====== Data extract
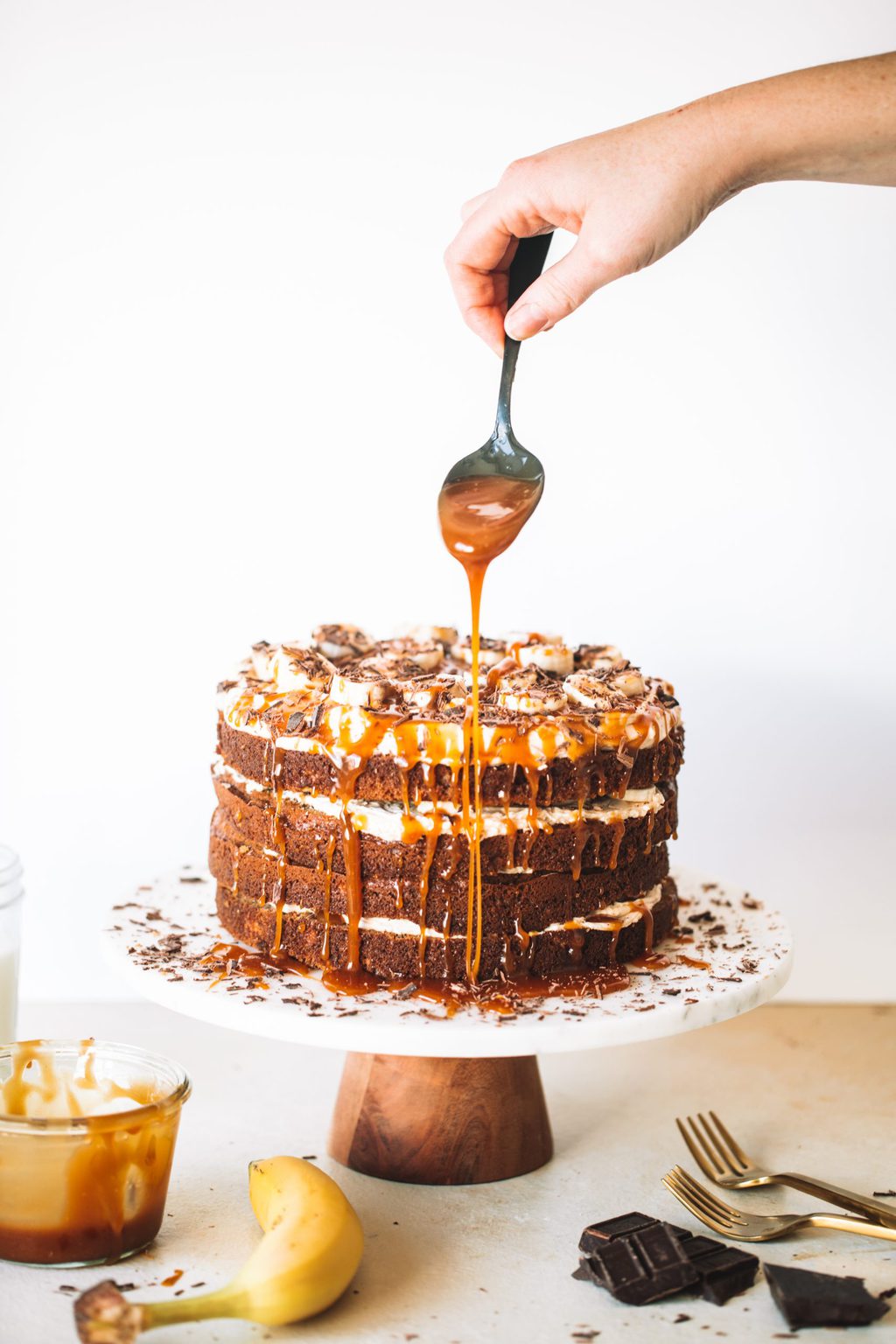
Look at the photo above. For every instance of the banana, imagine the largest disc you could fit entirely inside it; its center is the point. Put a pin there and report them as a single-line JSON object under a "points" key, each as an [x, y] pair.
{"points": [[546, 652], [424, 691], [341, 641], [444, 634], [598, 657], [529, 691], [491, 652], [261, 659], [426, 654], [589, 690], [306, 1258], [293, 668], [627, 682], [363, 684]]}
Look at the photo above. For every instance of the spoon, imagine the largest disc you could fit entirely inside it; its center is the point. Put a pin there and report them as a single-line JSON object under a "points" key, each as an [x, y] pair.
{"points": [[491, 494]]}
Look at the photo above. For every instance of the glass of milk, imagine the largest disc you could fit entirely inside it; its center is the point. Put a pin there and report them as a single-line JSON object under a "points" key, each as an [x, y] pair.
{"points": [[11, 894]]}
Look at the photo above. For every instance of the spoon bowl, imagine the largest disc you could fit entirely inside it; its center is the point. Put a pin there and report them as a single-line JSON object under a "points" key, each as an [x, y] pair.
{"points": [[489, 495]]}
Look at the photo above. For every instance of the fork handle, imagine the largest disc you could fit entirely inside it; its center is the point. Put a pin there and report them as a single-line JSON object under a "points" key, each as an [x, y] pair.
{"points": [[844, 1198], [843, 1223]]}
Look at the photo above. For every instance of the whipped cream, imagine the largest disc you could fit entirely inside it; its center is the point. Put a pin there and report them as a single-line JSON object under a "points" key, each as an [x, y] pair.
{"points": [[622, 914], [387, 820]]}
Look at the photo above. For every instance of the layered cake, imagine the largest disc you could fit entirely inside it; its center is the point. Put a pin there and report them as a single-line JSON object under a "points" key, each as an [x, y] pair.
{"points": [[352, 832]]}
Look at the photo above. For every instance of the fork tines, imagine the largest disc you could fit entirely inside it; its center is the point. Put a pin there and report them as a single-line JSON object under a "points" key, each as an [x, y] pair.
{"points": [[702, 1201], [712, 1146]]}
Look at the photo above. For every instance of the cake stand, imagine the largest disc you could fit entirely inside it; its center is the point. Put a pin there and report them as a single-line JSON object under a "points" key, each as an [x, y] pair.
{"points": [[434, 1098]]}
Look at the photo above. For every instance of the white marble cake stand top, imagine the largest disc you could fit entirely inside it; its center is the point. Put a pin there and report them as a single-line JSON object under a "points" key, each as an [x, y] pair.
{"points": [[156, 941]]}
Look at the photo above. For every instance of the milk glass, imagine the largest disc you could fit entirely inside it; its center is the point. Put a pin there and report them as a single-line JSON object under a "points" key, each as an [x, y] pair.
{"points": [[11, 894]]}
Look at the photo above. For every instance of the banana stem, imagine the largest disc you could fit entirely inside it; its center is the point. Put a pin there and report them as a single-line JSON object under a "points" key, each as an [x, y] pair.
{"points": [[205, 1308], [105, 1316]]}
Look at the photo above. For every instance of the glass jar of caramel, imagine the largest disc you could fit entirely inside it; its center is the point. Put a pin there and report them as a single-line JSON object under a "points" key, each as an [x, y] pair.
{"points": [[88, 1136], [11, 895]]}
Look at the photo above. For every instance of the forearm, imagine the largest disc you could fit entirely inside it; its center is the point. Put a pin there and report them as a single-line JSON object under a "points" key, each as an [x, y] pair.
{"points": [[826, 124]]}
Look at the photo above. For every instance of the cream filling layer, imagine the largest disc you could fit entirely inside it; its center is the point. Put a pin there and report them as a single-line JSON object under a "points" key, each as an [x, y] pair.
{"points": [[609, 920], [442, 744], [389, 820]]}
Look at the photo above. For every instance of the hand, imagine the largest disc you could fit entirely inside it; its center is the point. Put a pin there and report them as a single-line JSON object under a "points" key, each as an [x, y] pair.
{"points": [[630, 195], [635, 192]]}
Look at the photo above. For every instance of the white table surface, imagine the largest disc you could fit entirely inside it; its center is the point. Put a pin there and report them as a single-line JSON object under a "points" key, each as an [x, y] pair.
{"points": [[806, 1086]]}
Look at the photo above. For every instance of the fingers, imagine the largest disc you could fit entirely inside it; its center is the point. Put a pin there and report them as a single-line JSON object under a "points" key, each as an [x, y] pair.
{"points": [[557, 292], [471, 206], [480, 283], [479, 260]]}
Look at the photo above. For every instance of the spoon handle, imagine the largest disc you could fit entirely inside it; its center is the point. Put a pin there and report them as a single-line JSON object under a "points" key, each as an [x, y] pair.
{"points": [[527, 265], [526, 268]]}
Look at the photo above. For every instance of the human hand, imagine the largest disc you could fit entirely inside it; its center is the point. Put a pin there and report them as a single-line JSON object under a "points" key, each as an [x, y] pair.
{"points": [[632, 195]]}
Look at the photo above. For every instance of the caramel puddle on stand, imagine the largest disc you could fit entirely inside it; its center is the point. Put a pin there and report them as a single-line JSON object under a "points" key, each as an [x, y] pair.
{"points": [[480, 518]]}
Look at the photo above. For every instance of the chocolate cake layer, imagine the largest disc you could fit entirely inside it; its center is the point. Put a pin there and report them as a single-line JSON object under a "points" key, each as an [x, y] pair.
{"points": [[348, 820], [383, 780], [399, 956], [564, 848], [529, 900]]}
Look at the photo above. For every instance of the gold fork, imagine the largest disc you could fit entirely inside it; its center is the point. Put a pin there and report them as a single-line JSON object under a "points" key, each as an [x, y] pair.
{"points": [[758, 1228], [724, 1161]]}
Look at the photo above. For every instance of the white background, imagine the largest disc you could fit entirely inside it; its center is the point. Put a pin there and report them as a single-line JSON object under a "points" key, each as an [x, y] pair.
{"points": [[234, 376]]}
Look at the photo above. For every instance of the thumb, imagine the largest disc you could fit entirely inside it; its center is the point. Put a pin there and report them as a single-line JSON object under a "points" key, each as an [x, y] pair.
{"points": [[557, 292]]}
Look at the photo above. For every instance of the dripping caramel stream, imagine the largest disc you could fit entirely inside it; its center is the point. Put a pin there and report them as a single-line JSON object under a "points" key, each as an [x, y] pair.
{"points": [[480, 518]]}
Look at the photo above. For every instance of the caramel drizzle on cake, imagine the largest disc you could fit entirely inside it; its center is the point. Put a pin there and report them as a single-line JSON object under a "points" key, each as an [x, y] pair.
{"points": [[384, 737]]}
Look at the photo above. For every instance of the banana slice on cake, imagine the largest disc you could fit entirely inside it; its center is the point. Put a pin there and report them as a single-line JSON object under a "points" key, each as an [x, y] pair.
{"points": [[429, 690], [491, 652], [529, 691], [261, 659], [293, 668], [341, 641], [589, 690], [598, 657], [629, 683], [424, 654], [546, 652], [444, 634], [361, 684]]}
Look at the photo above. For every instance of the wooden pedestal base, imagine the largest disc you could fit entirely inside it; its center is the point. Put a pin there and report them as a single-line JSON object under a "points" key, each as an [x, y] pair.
{"points": [[441, 1121]]}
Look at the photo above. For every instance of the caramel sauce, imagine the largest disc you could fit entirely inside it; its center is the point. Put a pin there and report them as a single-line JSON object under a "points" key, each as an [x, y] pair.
{"points": [[87, 1194], [480, 518], [499, 996]]}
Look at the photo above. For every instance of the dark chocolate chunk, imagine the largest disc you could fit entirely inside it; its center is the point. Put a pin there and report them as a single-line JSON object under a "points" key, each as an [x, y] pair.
{"points": [[642, 1268], [724, 1270], [598, 1234], [724, 1273], [806, 1298]]}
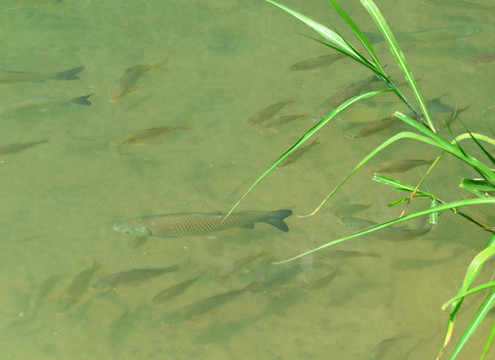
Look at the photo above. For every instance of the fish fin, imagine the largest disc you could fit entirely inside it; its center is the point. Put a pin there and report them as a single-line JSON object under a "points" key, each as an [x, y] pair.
{"points": [[82, 100], [276, 219], [69, 74]]}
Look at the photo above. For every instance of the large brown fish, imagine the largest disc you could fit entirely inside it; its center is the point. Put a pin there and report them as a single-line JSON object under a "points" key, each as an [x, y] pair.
{"points": [[18, 76], [137, 137], [190, 224], [206, 305], [43, 104], [127, 82], [335, 100]]}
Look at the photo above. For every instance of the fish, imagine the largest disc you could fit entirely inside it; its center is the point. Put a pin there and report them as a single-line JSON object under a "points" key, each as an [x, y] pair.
{"points": [[19, 147], [317, 62], [261, 117], [372, 127], [433, 35], [335, 100], [43, 104], [281, 120], [20, 76], [323, 281], [191, 224], [396, 166], [451, 117], [206, 305], [38, 294], [343, 254], [388, 233], [240, 264], [127, 82], [296, 154], [385, 349], [347, 209], [173, 291], [132, 277], [137, 137], [77, 289], [481, 60]]}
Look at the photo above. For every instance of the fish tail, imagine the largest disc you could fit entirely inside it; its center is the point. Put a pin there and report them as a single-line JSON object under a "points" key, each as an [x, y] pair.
{"points": [[82, 100], [69, 74], [157, 66], [276, 219]]}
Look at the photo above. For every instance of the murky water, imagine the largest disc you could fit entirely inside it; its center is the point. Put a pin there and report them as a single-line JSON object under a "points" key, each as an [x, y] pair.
{"points": [[228, 59]]}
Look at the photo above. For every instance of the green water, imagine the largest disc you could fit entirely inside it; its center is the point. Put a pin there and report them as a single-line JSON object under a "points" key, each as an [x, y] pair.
{"points": [[228, 59]]}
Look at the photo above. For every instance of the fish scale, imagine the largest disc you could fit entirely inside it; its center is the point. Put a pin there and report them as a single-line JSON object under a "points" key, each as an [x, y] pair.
{"points": [[189, 224]]}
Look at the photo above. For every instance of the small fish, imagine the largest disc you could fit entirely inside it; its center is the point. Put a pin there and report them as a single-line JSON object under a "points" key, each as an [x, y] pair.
{"points": [[451, 117], [258, 119], [343, 254], [481, 60], [318, 62], [132, 277], [281, 120], [396, 166], [191, 224], [203, 306], [137, 137], [322, 282], [127, 82], [388, 233], [296, 154], [384, 350], [335, 100], [347, 209], [77, 289], [240, 264], [373, 127], [173, 291], [19, 147], [38, 295], [18, 76], [43, 104]]}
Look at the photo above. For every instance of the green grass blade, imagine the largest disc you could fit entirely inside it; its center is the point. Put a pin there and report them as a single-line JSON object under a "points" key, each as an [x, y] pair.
{"points": [[475, 321], [372, 9], [416, 214], [306, 136], [468, 279], [323, 31], [359, 34], [488, 342]]}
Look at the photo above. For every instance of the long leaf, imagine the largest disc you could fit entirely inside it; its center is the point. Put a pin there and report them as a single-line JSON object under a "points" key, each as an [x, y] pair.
{"points": [[372, 9], [323, 31], [416, 214], [306, 136]]}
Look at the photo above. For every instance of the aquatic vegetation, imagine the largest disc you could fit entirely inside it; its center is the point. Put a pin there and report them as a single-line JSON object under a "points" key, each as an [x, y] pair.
{"points": [[425, 132]]}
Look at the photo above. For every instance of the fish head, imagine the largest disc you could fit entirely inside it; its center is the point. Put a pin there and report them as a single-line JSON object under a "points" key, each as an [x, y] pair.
{"points": [[131, 229]]}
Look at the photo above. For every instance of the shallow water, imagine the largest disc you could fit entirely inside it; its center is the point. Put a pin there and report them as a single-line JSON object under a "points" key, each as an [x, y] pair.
{"points": [[228, 59]]}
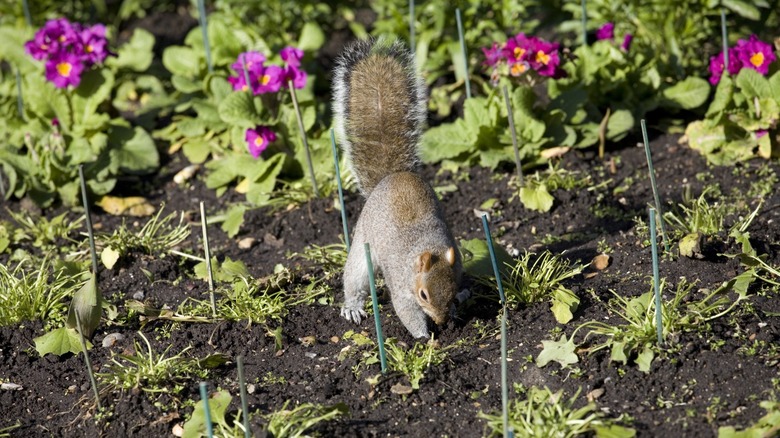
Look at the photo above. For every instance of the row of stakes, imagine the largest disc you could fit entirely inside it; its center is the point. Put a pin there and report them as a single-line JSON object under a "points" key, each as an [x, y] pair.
{"points": [[653, 213]]}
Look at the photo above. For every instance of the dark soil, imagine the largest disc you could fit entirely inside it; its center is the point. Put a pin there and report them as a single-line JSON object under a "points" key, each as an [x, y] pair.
{"points": [[702, 380]]}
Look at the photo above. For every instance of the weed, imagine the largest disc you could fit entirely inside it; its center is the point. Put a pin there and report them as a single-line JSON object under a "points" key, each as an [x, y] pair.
{"points": [[544, 413]]}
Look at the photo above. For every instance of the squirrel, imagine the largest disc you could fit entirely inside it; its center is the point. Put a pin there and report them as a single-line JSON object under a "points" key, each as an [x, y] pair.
{"points": [[379, 112]]}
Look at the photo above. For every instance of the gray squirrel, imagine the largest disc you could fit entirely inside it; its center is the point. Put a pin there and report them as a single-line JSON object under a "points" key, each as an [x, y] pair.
{"points": [[379, 106]]}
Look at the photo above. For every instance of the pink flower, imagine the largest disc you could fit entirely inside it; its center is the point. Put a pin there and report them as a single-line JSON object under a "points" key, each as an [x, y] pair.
{"points": [[754, 53], [717, 66], [64, 69], [627, 42], [606, 32], [258, 139], [292, 56]]}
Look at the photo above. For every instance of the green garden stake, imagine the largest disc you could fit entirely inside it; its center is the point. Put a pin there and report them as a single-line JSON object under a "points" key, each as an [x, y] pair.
{"points": [[724, 36], [204, 29], [208, 259], [511, 117], [91, 235], [463, 51], [411, 26], [584, 24], [88, 363], [374, 300], [502, 298], [341, 189], [303, 138], [654, 185], [204, 395], [656, 281], [242, 390]]}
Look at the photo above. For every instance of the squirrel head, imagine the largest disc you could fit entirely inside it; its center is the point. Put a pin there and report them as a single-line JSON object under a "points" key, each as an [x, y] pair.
{"points": [[436, 284]]}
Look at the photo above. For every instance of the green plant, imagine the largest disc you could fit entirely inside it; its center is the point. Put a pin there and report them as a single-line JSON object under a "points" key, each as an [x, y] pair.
{"points": [[154, 373], [544, 413]]}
============
Instructions to follow: Return the line that contains "squirrel head, imagine" and all lines after it, verbatim, and nothing else.

Response below:
Look at the photo above. For every instance of the squirrel head, imagine the largest disc you could fit entirely inside it; its center is the point. Put a pin there and report them as a single-line JSON object under a "points" key, each as an [x, y] pair.
{"points": [[436, 284]]}
Look at the photo above. For every instance of the green plant, imagine the largest disc you could fit entirely inside it; its center is the point. Put a pin there and report them as a single-line JSON object under a "points" key, each as an [x, y] pair.
{"points": [[154, 373], [544, 413]]}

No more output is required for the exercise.